Exercise details - In the material below, the lines to reproduce exactly are the one containing "point at the rock" and all lines after it through the last.

Data for review -
◆ ◆ ◆ ◆ ◆

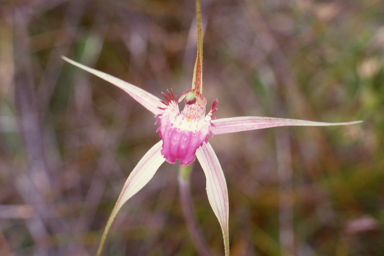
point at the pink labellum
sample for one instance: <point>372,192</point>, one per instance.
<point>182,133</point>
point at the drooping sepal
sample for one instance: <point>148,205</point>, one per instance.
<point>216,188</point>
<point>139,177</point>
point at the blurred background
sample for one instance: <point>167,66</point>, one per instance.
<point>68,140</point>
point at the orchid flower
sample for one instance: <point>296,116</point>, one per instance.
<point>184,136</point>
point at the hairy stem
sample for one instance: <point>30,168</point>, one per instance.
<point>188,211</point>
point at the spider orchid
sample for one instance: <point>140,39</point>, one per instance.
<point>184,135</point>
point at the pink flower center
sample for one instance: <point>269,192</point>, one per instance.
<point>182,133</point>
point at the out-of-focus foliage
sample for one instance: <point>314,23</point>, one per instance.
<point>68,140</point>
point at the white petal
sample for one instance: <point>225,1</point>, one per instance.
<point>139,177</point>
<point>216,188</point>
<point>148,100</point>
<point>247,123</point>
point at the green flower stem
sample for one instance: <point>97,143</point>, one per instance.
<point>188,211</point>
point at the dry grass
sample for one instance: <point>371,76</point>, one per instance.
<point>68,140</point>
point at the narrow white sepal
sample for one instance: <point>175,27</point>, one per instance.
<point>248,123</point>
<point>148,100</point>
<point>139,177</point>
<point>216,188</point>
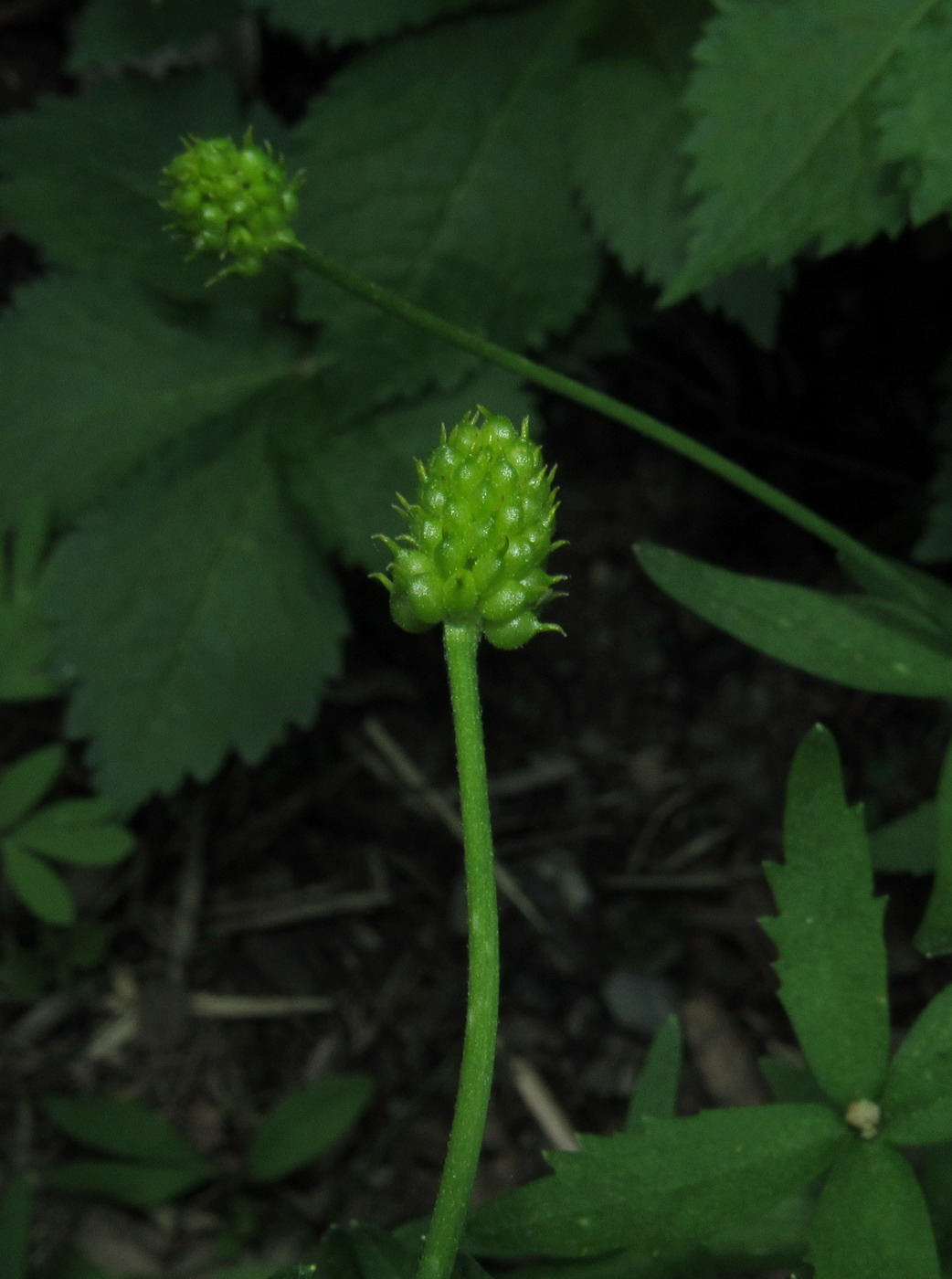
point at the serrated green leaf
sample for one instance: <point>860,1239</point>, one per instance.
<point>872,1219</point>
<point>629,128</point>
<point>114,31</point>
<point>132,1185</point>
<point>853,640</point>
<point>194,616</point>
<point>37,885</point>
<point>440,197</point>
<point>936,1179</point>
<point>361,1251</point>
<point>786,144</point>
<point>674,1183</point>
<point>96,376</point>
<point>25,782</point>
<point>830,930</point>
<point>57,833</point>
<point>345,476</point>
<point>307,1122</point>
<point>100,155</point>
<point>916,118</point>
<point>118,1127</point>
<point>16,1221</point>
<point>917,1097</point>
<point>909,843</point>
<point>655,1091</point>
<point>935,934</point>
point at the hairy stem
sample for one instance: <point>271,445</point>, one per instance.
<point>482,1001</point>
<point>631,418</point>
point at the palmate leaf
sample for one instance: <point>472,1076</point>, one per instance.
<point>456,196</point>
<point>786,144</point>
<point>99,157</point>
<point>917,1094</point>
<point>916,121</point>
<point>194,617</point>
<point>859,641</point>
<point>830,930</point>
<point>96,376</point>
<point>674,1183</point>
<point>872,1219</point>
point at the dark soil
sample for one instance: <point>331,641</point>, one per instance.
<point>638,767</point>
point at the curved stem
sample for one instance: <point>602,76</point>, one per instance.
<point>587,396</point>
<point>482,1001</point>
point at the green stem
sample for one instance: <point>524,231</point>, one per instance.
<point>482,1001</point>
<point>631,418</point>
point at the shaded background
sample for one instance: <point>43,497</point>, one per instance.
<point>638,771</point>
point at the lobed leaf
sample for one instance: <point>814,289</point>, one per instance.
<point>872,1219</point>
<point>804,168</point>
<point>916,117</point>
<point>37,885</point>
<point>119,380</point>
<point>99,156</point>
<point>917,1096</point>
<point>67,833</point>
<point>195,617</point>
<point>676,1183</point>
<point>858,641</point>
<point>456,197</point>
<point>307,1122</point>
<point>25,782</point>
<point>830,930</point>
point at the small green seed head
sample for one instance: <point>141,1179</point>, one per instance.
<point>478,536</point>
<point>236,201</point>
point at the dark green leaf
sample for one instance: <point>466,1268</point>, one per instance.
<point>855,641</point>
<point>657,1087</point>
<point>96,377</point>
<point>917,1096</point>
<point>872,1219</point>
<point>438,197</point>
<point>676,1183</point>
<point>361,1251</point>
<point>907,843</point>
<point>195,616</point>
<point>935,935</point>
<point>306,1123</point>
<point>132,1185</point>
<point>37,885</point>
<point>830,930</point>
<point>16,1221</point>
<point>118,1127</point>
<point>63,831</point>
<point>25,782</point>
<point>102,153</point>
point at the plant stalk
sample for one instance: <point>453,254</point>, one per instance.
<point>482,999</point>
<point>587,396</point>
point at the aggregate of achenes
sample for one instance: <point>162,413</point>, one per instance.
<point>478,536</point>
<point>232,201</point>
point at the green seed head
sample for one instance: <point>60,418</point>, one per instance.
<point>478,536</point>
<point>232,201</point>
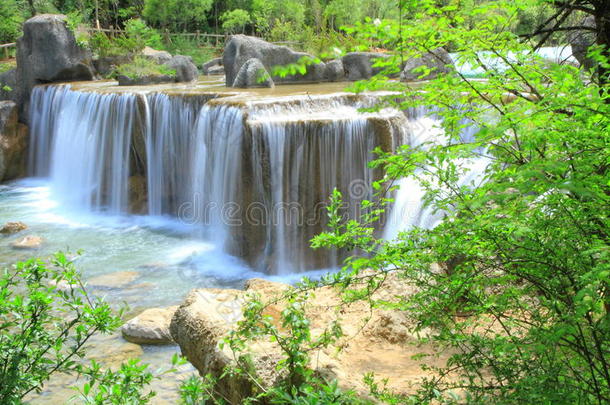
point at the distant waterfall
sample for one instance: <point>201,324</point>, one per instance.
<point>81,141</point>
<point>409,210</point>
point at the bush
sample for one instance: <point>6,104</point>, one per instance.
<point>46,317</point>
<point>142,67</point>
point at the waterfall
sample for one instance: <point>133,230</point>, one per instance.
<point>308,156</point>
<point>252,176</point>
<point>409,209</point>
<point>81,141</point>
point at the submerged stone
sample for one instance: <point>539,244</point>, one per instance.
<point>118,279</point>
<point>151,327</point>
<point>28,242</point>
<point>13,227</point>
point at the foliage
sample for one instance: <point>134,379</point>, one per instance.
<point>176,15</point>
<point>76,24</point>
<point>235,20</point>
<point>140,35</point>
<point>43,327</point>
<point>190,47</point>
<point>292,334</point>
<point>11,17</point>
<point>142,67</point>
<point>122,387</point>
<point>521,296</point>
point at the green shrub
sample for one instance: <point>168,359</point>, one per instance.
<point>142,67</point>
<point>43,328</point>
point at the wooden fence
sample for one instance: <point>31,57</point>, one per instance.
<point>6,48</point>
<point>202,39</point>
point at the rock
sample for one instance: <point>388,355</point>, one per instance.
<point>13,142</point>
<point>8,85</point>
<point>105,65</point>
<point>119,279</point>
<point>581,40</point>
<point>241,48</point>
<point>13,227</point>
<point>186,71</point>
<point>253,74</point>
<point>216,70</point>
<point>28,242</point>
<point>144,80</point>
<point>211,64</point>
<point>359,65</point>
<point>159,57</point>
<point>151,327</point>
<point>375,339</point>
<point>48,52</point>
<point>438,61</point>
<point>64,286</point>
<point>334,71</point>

◆ ◆ ◆ ◆ ◆

Output below -
point at the rock
sample for one instance: <point>388,355</point>, one per instance.
<point>13,142</point>
<point>8,85</point>
<point>105,65</point>
<point>119,279</point>
<point>581,40</point>
<point>241,48</point>
<point>13,227</point>
<point>186,71</point>
<point>253,74</point>
<point>216,70</point>
<point>28,242</point>
<point>144,80</point>
<point>211,64</point>
<point>359,65</point>
<point>159,57</point>
<point>151,327</point>
<point>375,339</point>
<point>48,52</point>
<point>438,61</point>
<point>64,286</point>
<point>334,71</point>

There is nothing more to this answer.